Records from a dataset:
◆ ◆ ◆

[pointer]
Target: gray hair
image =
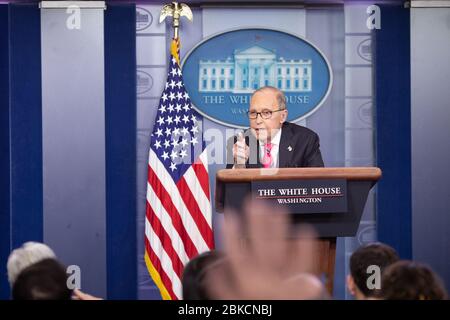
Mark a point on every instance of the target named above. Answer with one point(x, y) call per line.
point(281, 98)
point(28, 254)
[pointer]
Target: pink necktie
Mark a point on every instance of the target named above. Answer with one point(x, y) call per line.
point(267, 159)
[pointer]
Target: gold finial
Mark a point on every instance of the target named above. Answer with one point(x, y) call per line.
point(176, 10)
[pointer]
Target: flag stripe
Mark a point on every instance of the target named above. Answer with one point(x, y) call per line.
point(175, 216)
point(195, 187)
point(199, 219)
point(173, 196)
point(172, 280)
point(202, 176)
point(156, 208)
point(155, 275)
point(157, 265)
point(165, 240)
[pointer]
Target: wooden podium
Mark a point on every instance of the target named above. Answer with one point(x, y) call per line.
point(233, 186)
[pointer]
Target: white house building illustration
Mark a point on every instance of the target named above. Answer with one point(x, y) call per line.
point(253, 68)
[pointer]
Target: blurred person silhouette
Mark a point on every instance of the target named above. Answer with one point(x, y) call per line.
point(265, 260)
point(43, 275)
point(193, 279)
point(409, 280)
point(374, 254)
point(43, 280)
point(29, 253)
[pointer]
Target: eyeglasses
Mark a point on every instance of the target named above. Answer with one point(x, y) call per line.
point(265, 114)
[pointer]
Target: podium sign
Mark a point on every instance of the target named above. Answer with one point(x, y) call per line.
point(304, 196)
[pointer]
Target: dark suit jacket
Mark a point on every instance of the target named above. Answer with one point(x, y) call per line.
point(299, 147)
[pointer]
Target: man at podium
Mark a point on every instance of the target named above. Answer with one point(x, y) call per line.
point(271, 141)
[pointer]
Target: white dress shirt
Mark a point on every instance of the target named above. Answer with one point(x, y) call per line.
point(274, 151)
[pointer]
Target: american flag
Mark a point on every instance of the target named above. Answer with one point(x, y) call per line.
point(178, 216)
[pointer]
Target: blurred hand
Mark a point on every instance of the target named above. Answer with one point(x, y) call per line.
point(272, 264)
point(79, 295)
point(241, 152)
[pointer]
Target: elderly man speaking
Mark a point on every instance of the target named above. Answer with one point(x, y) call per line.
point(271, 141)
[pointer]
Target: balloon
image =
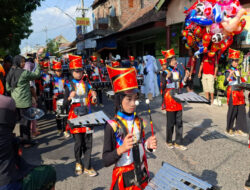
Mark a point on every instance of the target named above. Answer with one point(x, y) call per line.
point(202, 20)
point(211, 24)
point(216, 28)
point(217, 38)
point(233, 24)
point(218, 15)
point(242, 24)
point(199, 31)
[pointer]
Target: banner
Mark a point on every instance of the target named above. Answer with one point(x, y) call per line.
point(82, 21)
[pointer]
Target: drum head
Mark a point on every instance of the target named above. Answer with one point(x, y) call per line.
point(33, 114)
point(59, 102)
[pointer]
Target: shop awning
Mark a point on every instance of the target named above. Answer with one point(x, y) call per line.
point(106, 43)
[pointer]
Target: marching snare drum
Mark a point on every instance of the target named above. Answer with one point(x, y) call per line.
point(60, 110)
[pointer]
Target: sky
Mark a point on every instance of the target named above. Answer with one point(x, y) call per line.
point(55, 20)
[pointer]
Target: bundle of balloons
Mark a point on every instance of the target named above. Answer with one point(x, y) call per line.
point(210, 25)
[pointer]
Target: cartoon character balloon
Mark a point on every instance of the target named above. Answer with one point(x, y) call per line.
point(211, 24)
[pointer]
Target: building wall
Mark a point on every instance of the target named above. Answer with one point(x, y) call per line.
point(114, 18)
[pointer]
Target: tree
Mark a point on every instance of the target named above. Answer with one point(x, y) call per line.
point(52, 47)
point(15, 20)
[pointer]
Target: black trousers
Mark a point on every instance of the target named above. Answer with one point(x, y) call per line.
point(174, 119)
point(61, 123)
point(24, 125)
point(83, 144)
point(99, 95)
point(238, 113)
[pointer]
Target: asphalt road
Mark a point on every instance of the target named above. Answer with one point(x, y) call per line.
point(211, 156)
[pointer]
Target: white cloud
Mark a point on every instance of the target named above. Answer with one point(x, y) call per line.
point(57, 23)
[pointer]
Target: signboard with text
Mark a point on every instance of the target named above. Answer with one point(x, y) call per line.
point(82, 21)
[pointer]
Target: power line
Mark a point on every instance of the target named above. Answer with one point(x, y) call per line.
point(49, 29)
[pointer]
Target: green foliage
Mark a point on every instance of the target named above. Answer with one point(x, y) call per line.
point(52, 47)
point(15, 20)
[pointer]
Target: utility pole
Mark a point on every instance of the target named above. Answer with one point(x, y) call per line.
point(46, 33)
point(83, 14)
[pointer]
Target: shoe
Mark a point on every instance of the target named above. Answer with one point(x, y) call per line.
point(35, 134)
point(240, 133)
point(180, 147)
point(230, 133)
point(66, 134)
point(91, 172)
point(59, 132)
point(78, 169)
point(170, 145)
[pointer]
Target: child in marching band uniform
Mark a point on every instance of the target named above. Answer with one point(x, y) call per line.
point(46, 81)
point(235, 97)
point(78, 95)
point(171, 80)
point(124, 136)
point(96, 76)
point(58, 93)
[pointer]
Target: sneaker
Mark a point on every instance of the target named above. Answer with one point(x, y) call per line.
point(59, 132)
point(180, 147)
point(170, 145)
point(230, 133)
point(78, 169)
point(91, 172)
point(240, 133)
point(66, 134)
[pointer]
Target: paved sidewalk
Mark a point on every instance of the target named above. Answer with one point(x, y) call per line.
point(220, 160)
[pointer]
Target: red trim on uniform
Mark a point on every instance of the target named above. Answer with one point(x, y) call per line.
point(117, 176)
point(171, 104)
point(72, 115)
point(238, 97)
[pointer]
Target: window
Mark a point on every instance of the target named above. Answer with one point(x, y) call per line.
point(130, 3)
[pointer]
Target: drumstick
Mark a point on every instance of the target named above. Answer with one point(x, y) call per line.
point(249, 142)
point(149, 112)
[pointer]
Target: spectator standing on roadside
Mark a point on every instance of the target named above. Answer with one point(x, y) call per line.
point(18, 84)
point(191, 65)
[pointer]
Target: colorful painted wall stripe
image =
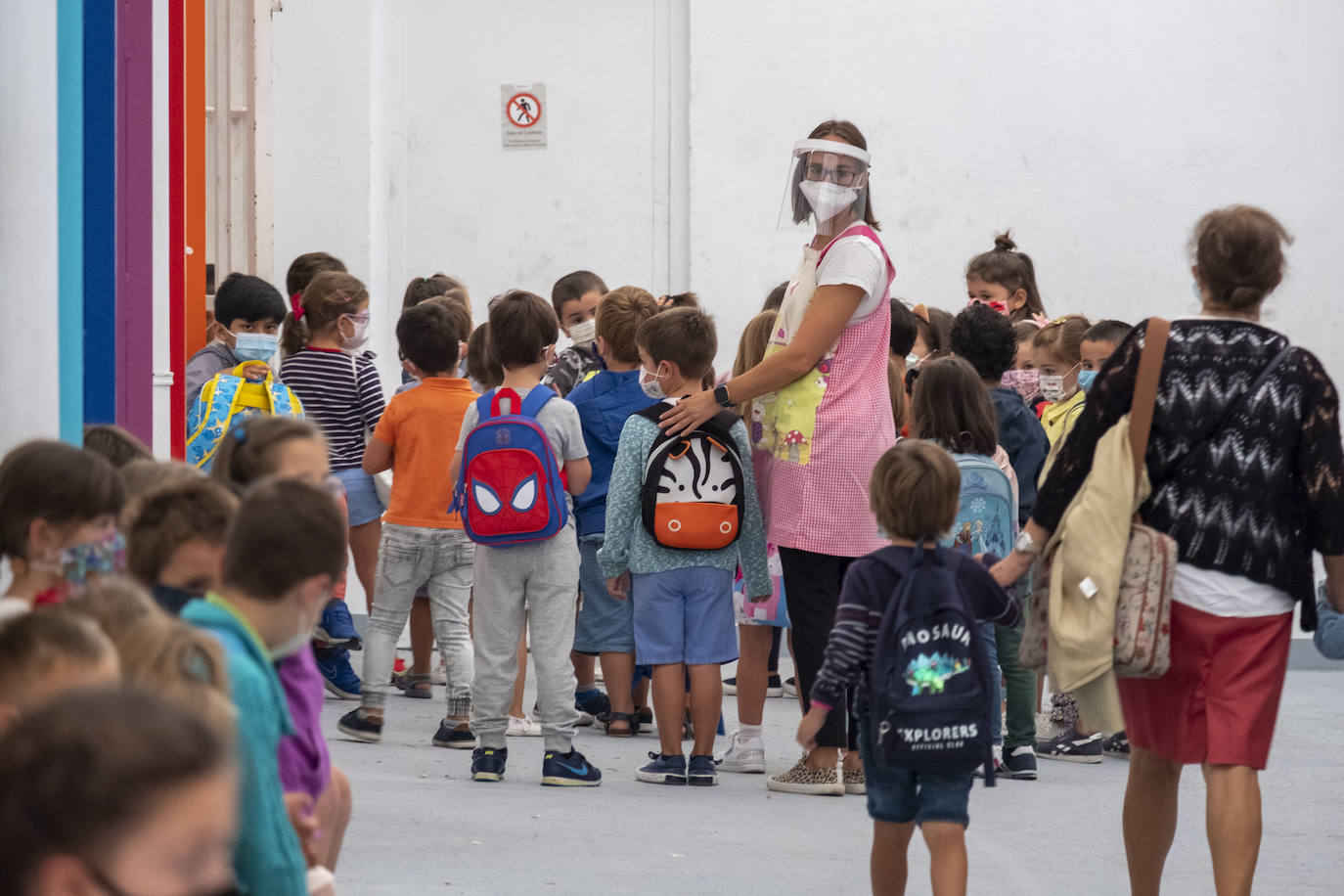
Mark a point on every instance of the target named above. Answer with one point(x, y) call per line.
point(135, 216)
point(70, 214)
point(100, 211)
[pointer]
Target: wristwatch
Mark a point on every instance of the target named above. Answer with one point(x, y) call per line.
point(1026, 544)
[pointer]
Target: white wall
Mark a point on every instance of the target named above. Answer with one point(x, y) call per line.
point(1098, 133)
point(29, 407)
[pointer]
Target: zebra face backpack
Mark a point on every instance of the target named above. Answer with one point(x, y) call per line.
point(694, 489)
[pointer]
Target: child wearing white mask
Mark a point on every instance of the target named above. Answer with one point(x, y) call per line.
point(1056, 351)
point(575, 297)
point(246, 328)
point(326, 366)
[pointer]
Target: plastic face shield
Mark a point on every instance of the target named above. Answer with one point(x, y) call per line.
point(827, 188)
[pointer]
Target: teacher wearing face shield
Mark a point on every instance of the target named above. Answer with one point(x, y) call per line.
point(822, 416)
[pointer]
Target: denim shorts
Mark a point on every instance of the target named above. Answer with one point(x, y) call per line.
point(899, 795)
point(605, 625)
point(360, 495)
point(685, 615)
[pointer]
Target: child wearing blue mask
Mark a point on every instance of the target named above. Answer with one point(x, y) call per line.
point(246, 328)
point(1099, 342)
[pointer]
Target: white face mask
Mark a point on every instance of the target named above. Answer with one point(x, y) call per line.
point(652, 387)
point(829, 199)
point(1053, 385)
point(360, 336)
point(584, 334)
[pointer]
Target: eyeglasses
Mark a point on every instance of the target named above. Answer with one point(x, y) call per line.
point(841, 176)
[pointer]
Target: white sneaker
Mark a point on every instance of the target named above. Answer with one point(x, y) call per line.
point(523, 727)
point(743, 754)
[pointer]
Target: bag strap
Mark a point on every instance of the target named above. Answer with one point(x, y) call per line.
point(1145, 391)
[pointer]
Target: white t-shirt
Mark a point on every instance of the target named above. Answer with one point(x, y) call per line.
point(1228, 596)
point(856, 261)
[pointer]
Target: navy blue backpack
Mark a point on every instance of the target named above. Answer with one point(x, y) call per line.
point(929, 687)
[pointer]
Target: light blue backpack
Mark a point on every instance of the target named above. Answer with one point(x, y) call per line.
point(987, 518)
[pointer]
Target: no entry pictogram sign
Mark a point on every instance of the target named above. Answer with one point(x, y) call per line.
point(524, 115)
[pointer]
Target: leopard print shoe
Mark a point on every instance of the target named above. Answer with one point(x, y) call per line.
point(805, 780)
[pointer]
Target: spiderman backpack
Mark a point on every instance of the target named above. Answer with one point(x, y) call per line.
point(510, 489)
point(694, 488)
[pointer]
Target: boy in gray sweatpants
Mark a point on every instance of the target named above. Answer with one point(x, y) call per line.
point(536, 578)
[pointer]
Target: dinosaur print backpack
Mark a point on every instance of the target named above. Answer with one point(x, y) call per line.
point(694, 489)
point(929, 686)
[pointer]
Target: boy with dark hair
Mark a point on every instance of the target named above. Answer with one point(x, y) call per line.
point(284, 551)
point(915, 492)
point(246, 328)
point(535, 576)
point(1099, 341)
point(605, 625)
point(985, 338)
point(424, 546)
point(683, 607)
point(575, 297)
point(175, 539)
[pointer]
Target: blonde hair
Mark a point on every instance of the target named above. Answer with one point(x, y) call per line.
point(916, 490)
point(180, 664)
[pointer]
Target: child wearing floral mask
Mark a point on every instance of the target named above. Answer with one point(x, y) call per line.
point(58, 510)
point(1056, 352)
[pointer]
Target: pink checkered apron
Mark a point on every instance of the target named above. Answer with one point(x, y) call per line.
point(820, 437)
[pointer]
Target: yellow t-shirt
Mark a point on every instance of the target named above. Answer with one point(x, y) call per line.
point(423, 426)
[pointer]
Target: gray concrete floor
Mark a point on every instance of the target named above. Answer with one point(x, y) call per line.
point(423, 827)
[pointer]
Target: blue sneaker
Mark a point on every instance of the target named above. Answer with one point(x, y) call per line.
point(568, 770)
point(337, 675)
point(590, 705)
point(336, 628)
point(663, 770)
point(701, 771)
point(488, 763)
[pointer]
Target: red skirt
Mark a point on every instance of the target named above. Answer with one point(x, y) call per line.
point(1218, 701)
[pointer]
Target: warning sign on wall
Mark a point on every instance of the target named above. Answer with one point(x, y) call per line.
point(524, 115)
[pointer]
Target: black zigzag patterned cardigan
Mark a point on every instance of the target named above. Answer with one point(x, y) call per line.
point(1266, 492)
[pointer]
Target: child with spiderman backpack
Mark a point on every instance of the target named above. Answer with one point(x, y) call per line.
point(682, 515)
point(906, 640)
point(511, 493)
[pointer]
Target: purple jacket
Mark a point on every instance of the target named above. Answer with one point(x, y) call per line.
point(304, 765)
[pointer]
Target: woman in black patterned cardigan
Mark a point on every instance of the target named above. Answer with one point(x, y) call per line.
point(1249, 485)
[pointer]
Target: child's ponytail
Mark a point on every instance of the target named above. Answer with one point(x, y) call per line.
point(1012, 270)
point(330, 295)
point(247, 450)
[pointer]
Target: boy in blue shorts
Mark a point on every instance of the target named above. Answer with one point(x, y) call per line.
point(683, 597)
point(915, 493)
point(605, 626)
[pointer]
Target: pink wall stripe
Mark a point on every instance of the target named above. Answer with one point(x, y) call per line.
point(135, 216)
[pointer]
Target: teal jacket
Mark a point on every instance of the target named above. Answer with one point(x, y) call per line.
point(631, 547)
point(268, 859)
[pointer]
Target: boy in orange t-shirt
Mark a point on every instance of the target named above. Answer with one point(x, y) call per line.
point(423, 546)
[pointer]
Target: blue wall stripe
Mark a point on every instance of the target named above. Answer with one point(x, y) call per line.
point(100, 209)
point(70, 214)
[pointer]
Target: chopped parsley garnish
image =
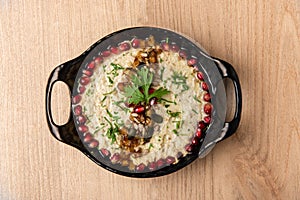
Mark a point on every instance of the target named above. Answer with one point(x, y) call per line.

◆ ◆ ◆

_Your assignment_:
Print, without pictures, exactly the lines from the one containing "Target: black zigzag patterned cardigan" through the final line of the records above.

_Task response_:
Target: black zigzag patterned cardigan
Mark a point on every instance of the target named above. Answer with one point(x, y) call per line.
point(1266, 492)
[pointer]
Target: child with spiderman backpack
Mark a point on every instance of the target named above. Answer with one point(x, y) call per line.
point(682, 515)
point(906, 640)
point(511, 493)
[pointer]
Target: purple jacket
Mark a point on every instance of the target named above. Answer with one point(x, y) call per line.
point(304, 765)
[pointer]
Target: woman in black patterned cardigan
Mark a point on every instance of the target named above. Answer with one point(x, y) call per line.
point(1249, 485)
[pointer]
Target: child's ponytail
Mark a point on every instance of the target named above. Answer with one point(x, y) call per line.
point(1012, 270)
point(330, 295)
point(247, 450)
[pointer]
Target: boy in blue shorts
Mark a point on every instance of the target named above. Answer with one point(x, y) call per line.
point(683, 597)
point(915, 493)
point(605, 626)
[pointer]
Target: pink wall stripe
Mark a point on every instance of the target named above. Answer with one point(x, y) call per line.
point(135, 216)
[pointer]
Target: teal jacket
Mark a point on every instance of the target named above. Answer with one point(x, y) call per line.
point(631, 547)
point(268, 859)
[pointer]
Target: boy in orange t-shirt
Mark a point on every instance of the target named above. Answer with one point(x, y) call per line.
point(423, 546)
[pointer]
Target: blue wall stripe
Mark a point on every instance of the target named above. Answer with one point(x, y) call per line.
point(100, 209)
point(70, 214)
[pointer]
Target: chopped parsley garnish
image =
Mark a point on every instance of the target named above. Answer with one point(x, y) call per line.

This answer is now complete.